Goal of the exercise: All lines between the one holding "the rocky summit" and the end of the material below, both ends included, should be restated exactly.
※ ※ ※
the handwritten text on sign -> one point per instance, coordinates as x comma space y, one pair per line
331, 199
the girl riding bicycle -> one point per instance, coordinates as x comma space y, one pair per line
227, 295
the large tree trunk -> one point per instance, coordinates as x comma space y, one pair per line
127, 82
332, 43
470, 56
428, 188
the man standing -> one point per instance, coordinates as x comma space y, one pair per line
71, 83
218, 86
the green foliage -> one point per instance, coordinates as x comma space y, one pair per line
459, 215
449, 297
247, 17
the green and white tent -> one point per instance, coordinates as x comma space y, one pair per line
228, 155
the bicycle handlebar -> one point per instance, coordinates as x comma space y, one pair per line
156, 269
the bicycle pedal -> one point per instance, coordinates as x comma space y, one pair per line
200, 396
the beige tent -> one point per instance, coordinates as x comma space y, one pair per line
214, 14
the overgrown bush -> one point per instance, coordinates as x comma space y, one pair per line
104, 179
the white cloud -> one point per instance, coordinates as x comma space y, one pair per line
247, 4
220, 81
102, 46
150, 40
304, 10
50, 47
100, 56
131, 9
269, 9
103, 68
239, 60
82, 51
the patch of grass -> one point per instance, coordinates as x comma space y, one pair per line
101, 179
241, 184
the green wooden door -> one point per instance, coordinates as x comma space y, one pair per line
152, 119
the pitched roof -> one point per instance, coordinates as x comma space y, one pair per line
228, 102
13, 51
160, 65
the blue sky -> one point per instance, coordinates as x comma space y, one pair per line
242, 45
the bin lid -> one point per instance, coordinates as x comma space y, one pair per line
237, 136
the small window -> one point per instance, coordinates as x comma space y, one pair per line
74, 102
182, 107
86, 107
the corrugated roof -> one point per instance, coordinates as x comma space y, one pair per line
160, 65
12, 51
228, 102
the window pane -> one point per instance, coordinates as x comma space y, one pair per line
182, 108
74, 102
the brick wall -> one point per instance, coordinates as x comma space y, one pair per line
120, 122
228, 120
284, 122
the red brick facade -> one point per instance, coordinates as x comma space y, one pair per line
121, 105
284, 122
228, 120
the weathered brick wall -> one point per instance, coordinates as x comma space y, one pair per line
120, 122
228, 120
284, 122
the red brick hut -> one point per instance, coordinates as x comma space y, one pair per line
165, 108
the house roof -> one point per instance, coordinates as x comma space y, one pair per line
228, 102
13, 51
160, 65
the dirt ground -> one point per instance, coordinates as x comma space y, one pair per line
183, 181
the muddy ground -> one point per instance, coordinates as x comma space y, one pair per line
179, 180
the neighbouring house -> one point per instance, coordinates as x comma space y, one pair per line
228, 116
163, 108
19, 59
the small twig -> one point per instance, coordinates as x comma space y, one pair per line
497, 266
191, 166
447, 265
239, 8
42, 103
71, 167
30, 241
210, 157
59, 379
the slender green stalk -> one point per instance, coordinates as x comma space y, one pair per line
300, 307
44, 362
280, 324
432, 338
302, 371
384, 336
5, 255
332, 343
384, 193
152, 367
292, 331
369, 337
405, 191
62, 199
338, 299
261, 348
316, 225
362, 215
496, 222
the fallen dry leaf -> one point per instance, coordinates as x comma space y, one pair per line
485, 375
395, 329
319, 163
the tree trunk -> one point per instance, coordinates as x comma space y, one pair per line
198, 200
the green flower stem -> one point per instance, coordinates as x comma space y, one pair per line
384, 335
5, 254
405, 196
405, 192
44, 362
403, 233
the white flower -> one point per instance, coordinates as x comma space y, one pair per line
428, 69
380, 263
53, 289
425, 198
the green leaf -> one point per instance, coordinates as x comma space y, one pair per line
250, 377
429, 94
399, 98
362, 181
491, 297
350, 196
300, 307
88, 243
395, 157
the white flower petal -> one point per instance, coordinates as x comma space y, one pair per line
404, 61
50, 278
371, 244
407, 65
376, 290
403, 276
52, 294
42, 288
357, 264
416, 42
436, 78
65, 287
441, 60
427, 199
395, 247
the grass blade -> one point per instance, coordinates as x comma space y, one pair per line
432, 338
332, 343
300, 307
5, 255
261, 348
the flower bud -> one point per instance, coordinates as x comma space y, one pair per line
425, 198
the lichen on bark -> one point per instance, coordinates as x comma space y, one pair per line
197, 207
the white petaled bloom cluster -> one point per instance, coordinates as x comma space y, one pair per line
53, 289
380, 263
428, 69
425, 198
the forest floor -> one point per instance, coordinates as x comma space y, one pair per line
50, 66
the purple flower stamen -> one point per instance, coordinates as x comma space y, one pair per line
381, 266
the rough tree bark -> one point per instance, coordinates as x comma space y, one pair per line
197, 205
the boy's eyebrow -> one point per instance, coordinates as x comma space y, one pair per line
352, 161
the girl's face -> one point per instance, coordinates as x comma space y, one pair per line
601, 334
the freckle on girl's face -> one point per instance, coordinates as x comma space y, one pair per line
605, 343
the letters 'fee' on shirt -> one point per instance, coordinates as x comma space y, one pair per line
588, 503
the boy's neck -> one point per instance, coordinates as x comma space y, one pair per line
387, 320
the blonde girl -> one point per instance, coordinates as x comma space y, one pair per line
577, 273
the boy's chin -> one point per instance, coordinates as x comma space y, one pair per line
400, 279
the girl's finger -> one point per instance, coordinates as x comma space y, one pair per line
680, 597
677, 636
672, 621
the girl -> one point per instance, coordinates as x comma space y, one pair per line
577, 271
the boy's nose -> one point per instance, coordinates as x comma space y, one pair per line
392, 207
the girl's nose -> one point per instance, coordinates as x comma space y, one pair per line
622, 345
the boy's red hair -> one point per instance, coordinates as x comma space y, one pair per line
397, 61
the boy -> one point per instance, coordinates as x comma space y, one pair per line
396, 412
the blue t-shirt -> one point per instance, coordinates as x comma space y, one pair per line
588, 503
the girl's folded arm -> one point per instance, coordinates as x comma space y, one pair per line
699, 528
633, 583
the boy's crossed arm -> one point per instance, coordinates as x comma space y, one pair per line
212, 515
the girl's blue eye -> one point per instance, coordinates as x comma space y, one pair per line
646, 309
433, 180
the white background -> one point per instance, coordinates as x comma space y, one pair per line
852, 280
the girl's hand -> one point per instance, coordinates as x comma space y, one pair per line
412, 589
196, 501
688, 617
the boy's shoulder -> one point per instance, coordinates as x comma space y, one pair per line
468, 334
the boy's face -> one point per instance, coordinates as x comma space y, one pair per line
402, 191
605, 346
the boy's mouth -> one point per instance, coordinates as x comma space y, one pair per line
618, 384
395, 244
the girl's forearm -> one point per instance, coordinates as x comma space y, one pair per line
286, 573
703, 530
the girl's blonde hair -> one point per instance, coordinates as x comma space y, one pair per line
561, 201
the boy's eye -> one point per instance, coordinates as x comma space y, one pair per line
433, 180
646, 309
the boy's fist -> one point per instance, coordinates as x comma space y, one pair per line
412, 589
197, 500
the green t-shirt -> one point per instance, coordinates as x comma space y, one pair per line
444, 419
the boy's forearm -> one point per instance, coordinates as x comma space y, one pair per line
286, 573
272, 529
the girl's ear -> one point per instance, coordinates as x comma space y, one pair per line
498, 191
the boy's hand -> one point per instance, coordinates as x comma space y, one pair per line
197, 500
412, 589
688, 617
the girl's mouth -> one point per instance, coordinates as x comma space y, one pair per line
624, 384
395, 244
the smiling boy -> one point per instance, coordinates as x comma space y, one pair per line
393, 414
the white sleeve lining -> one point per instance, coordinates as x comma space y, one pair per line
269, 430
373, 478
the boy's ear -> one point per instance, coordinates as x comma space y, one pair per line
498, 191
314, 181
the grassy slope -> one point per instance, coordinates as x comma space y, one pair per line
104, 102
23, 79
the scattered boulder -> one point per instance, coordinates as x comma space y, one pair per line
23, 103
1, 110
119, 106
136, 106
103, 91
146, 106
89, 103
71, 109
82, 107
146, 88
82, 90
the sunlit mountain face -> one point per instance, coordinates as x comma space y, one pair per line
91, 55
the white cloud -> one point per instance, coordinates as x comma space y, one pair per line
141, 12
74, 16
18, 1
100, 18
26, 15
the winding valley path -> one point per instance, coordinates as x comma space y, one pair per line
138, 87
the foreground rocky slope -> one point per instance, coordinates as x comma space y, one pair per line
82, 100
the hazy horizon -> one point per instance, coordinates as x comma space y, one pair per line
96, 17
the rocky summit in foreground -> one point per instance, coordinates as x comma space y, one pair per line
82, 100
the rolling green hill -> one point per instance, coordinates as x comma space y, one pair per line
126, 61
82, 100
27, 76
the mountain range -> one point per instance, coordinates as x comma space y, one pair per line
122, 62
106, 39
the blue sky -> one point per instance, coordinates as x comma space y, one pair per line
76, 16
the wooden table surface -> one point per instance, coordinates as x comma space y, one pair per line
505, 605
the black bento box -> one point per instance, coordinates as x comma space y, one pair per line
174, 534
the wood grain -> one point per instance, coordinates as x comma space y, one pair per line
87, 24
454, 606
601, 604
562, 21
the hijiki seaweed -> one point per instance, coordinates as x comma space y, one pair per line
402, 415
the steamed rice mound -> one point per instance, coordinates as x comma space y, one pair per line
※ ※ ※
Exercise solution:
the rocky summit in foreground -> one point per instance, coordinates as x comma space y, one pair per line
82, 100
the rolling green hill -> one point per instance, coordinates as x comma space y, one pair per line
126, 61
82, 100
27, 76
the mountain range -> one point per instance, coordinates as x comma space y, one pair per line
122, 62
106, 39
the blue sky -> one point per instance, coordinates as x comma space y, one pair per line
76, 16
the wooden table surface -> one point per instance, coordinates as x comma space y, one pair per line
505, 605
the black bento box -> one point per instance, coordinates as x comma space y, one pair per line
174, 534
the wood grain -> one point per instance, coordinates as x comma space y, one pair per line
87, 24
454, 606
601, 604
562, 21
the hijiki seaweed -> one point per instance, coordinates as x comma space y, one pair per line
402, 415
the steamed rice mound -> one point per instance, coordinates as x comma space y, one pair per line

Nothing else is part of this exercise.